Plaignant
Le Regroupement
des citoyens de Lachine
Représentant du plaignant
Mme Réjeanne St-Michel-Piper
(présidente, Regroupement des citoyens de Lachine)
Mis en cause
Le Messager
[Lachine] et M. Michel Lalande (directeur)
Résumé de la plainte
Le directeur du Messager
de Lachine, M. Michel Lalande, nuit à l’information du public par ses décisions
arbitraires visant à protéger la ville de Lachine. Il refuse de publier des
informations relatives à certaines irrégularités entourant un projet de
développement d’un terrain municipal, mais ouvre ses pages au promoteur
concerné. Plusieurs autres exemples témoignent du parti pris de M. Lalande à
l’égard de l’administration municipale, qui constitue la meilleure cliente de
son journal.
Griefs du plaignant
Le Conseil de
presse a terminé l’étude de la plainte de madame Réjeanne St-Michel-Piper,
présidente du Regroupement des citoyens de Lachine (RCL), contre le directeur
de l’hebdomadaire Le Messager, monsieur Michel Lalande. La plaignante
considérait que celui-ci nuisait «à la bonne distribution de l’information» par
ses décisions arbitraires visant à protéger la ville de Lachine, qui était la
meilleure cliente de son journal.

________

- _Tâches à réaliser_
(1) Traduisez en anglais cette phrase du texte sur la plainte visant Le Messager de Lachine : « Il refuse de publier des informations relatives à certaines irrégularités entourant un projet de développement d’un terrain municipal, mais ouvre ses pages au promoteur concerné. »
(2) Reprenez le texte sur la plainte visant Le Messager de Lachine à la suite de sa dernière phrase et poursuivez-le.

- _Données fournies_
________

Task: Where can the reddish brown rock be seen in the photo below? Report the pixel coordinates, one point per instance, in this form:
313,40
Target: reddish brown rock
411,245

________

- _Résultats_
(1) He refuses to publish information about certain irregularities surrounding a development project on a municipal property, but opens his pages to the developer involved.

(2)
Monsieur Lalande
aurait refusé de publier des informations du RCL relatives à un projet de
développement d’un terrain municipal, ceci afin de favoriser la succession
Gameroff, promotrice du projet. Dans ce cas, le Regroupement dénonçait des
irrégularités commises dans la confection et la tenue d’un registre municipal
auquel devaient s’inscrire les citoyens désireux que soient soumises à un
scrutin secret les modifications aux règlements de zonage adoptées par la ville
de Lachine en vue de favoriser le projet de la succession Gameroff.
Seule la
position de la succession Gameroff aurait été publiée, à la fois sous forme
d’une «lettre publicitaire» et dans le cadre d’un article d’information
apparaissant dans la même édition du 8 août 1984. Le directeur du Messager
aurait dit alors ne pas avoir de preuves suffisantes du bien-fondé des
allégations du RCL. Pourtant, un autre hebdomadaire de la région, The
Chronicle, et l’édition «West Island» du quotidien The Gazette auraient fait
état des informations du RCL.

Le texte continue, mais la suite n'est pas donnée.